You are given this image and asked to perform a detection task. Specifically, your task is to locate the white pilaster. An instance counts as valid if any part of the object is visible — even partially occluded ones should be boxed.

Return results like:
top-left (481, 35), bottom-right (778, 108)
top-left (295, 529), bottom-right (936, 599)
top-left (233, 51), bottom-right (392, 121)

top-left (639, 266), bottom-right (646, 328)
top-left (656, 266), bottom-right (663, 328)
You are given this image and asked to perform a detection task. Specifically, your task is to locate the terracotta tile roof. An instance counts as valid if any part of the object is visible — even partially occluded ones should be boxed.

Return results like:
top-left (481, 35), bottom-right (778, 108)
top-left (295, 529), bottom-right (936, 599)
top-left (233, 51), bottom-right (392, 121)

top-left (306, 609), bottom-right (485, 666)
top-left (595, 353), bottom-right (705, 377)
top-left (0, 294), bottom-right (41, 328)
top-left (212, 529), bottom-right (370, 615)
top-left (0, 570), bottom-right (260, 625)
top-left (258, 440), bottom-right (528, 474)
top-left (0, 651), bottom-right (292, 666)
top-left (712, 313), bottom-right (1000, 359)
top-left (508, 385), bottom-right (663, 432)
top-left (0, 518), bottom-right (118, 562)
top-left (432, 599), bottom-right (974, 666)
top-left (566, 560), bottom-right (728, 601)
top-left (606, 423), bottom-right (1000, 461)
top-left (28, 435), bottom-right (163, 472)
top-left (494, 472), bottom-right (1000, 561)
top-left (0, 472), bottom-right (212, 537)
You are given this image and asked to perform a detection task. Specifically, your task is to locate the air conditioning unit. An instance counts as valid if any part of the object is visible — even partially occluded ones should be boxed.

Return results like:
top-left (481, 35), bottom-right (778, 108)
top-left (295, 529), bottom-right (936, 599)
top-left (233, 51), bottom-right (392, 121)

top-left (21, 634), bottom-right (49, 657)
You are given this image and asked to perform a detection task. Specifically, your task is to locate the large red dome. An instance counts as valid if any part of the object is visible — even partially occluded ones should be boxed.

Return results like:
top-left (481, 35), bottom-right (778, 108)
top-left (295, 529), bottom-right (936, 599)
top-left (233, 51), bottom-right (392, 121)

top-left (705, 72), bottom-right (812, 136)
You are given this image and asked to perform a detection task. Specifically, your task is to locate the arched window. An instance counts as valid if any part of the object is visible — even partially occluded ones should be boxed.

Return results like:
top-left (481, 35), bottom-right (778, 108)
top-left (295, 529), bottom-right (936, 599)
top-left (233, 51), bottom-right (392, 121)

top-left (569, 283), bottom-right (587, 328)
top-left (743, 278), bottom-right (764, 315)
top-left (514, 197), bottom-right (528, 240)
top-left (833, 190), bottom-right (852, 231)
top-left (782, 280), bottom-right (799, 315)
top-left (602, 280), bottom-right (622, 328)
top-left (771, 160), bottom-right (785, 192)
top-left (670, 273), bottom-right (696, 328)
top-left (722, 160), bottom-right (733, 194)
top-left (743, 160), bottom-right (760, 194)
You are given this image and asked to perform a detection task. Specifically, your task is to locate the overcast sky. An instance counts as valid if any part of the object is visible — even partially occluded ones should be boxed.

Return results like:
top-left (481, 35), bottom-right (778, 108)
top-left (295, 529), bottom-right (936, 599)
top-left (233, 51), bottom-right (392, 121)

──────

- _AIM_
Quote the data above verbatim, from the line with "locate the arched" up to and including the line with "top-left (514, 197), bottom-right (528, 240)".

- _EXPECTED OUTPUT_
You are given this image and asked to perform a detection task. Specifically, your task is to locate the arched window. An instance counts as valid if any part of the object is visible — even partially occluded ones should be boxed.

Return results like:
top-left (481, 35), bottom-right (778, 108)
top-left (295, 529), bottom-right (936, 599)
top-left (233, 51), bottom-right (392, 121)

top-left (569, 283), bottom-right (587, 328)
top-left (743, 278), bottom-right (764, 315)
top-left (514, 197), bottom-right (528, 240)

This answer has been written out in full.